(Цитируется по Тэффи, «Он и они», Слово, № 11, 1991.)
Поистине странные чудеса творились в столице империи с интеллигентными дамами…
«О Коллонтай (рассказывала вчера Щепкина – Куперник):
– Я её знаю очень хорошо. Была когда – то похожа на ангела. С утра надевала самое простенькое платьице и скакала в рабочие трущобы – ″на работу″. А воротясь домой, брала ванну, надевала голубенькую рубашечку – и шмыг с коробкой конфет в кровать к подруге (ко мне): ″Ну давай, дружок, поболтаем теперь всласть!″»
Ну а об участии в тогдашних событиях самой Щепкиной с мужем так отозвался Евтушенко в своей Антологии: «Весной 1917 года Полынов и Щепкина – Куперник предоставили свою квартиру для конспиративных встреч большевиков, от которых потом сами спасались во врангелевском Крыму.»
А само это интеллигентское общество, погрузившись в новомодные поветрия, попросту разлагалось. О царившей в нём атмосфере убийственные воспоминания оставил Корней Чуковский: «В 1905–1906 гг. был литературный салон у Николая Максимовича Минского на Английской набережной в доме железнодорожного дельца Полякова. Поляков (родственник Минского) предоставил поэту роскошную квартиру. Минский поселился там с молодой женой, поэтессой Вилькиной. Вилькина была красива, принимала гостей, лёжа на кушетке, и руку каждого молодого мужчины прикладывала тыльною стороною к своему левому соску, держала там несколько секунд и отпускала. Однажды пошёл я с нею и с В.В. Розановым на митинг. Когда ей нравился какой – нибудь оратор, она громко восклицала, глядя на него в лорнет:
– Чуковский, я хочу ему отдаться!»
Этому можно было бы не поверить, если бы написал кто – то другой.
Вернёмся, однако, к Тэффи, продолжающей рассказывать, что дальше происходило в редакции «Новой жизни»:
«Замечая, какую роль играет Ленин среди своих партийцев, я стала к нему приглядываться.
•••
[ЗАДАНИЕ]
Пожалуйста, перепишите фрагмент для чтения целиком, слово в слово, ничего не меняя. Листинг никак не связан с приведённым фрагментом.
•••
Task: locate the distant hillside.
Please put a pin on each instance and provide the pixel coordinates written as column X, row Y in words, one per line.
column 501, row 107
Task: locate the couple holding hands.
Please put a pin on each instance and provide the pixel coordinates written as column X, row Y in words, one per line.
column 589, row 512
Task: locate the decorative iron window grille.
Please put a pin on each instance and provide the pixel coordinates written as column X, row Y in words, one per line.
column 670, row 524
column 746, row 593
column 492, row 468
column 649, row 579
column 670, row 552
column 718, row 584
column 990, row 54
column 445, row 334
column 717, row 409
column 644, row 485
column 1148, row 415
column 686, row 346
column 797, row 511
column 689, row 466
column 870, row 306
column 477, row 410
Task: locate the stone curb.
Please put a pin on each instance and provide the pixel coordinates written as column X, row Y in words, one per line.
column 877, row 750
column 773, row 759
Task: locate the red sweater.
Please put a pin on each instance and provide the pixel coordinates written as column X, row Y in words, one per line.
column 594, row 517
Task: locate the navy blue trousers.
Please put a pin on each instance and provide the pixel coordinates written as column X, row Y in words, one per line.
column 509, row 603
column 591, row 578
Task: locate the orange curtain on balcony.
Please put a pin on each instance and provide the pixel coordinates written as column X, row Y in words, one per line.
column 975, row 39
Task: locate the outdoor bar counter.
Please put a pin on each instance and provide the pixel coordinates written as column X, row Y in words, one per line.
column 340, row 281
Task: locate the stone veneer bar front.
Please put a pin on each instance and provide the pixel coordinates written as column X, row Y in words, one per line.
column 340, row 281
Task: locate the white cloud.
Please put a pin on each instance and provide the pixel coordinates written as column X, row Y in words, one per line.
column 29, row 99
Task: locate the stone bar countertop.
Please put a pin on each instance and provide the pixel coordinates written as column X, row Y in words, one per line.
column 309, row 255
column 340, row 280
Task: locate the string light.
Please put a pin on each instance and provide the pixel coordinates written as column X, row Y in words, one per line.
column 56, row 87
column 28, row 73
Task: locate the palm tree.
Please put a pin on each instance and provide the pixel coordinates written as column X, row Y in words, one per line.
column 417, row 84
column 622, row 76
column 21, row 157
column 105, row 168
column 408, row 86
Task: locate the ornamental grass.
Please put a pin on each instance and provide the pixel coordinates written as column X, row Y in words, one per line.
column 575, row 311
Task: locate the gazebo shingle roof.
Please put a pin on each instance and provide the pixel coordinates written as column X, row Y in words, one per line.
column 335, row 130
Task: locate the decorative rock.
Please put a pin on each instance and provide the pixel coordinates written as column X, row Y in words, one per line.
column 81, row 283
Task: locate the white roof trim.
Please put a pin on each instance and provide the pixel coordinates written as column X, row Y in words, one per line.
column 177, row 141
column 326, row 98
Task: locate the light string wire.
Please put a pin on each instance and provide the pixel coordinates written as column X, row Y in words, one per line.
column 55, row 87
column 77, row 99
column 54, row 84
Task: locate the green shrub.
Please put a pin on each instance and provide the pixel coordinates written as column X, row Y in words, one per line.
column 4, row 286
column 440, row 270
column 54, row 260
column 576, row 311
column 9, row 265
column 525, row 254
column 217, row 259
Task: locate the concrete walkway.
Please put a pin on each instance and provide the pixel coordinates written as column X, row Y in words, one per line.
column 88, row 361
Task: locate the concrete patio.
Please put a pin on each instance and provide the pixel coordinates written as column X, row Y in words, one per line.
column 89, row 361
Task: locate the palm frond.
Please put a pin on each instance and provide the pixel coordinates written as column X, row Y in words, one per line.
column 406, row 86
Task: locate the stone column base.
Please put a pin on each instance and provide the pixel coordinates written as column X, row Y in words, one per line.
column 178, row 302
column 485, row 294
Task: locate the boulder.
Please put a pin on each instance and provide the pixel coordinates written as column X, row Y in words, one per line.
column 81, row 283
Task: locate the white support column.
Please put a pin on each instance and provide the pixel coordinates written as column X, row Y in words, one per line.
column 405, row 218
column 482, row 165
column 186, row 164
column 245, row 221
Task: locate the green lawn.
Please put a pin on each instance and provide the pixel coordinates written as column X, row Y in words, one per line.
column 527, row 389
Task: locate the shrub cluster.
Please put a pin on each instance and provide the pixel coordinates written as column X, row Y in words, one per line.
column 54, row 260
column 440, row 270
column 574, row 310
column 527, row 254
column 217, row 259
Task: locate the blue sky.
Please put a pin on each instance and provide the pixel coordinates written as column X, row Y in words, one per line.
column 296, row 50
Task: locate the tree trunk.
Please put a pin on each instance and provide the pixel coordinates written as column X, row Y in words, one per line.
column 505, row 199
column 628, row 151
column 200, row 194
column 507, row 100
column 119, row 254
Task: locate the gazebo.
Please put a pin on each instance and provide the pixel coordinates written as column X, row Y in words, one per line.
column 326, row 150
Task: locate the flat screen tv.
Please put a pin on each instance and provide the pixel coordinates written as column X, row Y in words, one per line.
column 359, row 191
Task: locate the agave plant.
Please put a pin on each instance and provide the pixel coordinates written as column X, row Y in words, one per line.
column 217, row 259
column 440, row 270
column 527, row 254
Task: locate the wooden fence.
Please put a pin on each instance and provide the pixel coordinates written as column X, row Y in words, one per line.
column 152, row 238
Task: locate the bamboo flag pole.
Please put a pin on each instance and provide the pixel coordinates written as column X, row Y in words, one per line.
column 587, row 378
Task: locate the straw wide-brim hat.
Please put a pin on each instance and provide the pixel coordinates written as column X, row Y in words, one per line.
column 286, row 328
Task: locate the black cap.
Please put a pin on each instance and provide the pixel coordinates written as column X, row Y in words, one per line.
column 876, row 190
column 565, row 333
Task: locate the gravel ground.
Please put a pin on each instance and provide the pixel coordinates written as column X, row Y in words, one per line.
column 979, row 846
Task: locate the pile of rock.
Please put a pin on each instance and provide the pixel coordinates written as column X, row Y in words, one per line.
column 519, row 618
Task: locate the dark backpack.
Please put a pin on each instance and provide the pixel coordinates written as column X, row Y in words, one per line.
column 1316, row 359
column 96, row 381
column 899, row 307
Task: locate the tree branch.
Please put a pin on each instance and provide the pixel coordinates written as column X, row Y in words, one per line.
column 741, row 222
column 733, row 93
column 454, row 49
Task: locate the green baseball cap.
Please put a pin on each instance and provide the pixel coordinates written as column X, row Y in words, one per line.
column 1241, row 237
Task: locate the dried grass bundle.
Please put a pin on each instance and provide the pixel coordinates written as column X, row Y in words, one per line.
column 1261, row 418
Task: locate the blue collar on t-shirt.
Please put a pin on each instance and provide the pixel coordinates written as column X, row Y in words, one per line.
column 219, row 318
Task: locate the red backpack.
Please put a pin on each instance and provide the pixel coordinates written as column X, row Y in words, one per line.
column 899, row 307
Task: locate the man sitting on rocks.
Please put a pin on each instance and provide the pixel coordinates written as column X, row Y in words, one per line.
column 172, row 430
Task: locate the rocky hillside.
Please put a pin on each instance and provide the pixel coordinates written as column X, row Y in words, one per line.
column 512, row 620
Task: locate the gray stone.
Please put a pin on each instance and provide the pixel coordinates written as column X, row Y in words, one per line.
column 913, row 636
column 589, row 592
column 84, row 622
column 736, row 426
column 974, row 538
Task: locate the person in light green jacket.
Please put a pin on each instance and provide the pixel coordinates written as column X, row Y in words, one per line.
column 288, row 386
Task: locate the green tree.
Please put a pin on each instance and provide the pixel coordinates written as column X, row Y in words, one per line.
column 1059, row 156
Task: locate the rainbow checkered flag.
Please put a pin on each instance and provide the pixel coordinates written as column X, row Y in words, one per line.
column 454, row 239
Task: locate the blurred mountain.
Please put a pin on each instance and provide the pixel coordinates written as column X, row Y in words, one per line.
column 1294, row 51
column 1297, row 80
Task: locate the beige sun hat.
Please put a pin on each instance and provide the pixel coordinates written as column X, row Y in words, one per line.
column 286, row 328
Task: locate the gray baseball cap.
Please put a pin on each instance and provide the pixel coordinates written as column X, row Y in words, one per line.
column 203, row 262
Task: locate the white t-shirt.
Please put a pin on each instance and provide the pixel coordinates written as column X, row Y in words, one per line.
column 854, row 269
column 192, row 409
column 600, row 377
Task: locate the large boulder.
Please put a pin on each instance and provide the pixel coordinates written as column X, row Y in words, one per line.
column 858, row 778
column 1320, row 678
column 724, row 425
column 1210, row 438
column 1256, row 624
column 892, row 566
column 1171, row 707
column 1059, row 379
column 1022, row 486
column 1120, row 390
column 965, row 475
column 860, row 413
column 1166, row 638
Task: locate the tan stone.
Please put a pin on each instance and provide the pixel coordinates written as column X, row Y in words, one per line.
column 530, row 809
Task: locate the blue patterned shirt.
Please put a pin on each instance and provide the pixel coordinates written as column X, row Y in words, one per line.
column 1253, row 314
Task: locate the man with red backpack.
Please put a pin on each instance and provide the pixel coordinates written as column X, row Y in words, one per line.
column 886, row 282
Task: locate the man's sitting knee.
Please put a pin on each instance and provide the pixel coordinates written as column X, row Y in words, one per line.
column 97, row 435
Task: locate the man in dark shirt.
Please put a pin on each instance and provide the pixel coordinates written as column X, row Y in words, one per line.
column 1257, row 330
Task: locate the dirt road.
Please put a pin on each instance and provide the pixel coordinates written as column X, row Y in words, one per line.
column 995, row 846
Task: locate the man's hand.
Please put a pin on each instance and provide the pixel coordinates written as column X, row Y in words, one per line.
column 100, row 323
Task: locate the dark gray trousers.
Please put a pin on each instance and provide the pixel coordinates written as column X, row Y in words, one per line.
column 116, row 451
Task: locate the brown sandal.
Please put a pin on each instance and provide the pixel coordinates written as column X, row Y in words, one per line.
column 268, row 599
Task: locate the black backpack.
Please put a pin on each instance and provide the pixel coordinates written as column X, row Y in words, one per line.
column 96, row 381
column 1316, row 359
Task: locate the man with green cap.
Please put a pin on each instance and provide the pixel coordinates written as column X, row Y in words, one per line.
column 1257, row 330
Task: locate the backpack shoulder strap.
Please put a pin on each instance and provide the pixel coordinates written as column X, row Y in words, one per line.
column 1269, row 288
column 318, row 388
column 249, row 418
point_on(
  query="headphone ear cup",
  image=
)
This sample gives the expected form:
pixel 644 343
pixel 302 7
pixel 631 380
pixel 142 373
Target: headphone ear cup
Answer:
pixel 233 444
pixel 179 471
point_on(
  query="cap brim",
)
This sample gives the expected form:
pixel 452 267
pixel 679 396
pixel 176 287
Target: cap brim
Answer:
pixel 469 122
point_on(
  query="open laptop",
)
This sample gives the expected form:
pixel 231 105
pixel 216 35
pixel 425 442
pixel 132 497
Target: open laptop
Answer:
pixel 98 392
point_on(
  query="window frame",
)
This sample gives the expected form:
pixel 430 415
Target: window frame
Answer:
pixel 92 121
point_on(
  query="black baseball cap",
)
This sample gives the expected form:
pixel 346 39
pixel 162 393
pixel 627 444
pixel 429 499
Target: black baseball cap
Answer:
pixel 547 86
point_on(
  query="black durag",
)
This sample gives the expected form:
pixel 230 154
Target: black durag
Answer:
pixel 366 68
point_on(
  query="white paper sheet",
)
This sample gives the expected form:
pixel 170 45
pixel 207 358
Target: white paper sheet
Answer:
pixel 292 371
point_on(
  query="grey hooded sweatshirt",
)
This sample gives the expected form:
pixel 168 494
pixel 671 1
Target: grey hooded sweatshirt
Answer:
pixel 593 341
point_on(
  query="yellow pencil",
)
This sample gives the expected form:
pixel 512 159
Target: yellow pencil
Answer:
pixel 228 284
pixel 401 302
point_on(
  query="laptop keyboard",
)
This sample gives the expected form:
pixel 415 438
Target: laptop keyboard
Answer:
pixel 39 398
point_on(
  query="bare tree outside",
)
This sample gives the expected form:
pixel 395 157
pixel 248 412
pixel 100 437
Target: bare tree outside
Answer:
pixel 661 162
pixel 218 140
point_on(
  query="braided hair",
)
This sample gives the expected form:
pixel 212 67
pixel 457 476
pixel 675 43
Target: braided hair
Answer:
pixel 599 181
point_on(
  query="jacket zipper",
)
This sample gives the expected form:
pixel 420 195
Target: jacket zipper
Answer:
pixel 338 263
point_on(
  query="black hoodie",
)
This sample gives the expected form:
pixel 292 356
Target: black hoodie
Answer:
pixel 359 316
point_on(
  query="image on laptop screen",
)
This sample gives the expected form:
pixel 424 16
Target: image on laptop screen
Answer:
•••
[ОТВЕТ]
(Цитируется по Тэффи, «Он и они», Слово, № 11, 1991.)
Поистине странные чудеса творились в столице империи с интеллигентными дамами…
«О Коллонтай (рассказывала вчера Щепкина – Куперник):
– Я её знаю очень хорошо. Была когда – то похожа на ангела. С утра надевала самое простенькое платьице и скакала в рабочие трущобы – ″на работу″. А воротясь домой, брала ванну, надевала голубенькую рубашечку – и шмыг с коробкой конфет в кровать к подруге (ко мне): ″Ну давай, дружок, поболтаем теперь всласть!″»
Ну а об участии в тогдашних событиях самой Щепкиной с мужем так отозвался Евтушенко в своей Антологии: «Весной 1917 года Полынов и Щепкина – Куперник предоставили свою квартиру для конспиративных встреч большевиков, от которых потом сами спасались во врангелевском Крыму.»
А само это интеллигентское общество, погрузившись в новомодные поветрия, попросту разлагалось. О царившей в нём атмосфере убийственные воспоминания оставил Корней Чуковский: «В 1905–1906 гг. был литературный салон у Николая Максимовича Минского на Английской набережной в доме железнодорожного дельца Полякова. Поляков (родственник Минского) предоставил поэту роскошную квартиру. Минский поселился там с молодой женой, поэтессой Вилькиной. Вилькина была красива, принимала гостей, лёжа на кушетке, и руку каждого молодого мужчины прикладывала тыльною стороною к своему левому соску, держала там несколько секунд и отпускала. Однажды пошёл я с нею и с В.В. Розановым на митинг. Когда ей нравился какой – нибудь оратор, она громко восклицала, глядя на него в лорнет:
– Чуковский, я хочу ему отдаться!»
Этому можно было бы не поверить, если бы написал кто – то другой.
Вернёмся, однако, к Тэффи, продолжающей рассказывать, что дальше происходило в редакции «Новой жизни»:
«Замечая, какую роль играет Ленин среди своих партийцев, я стала к нему приглядываться.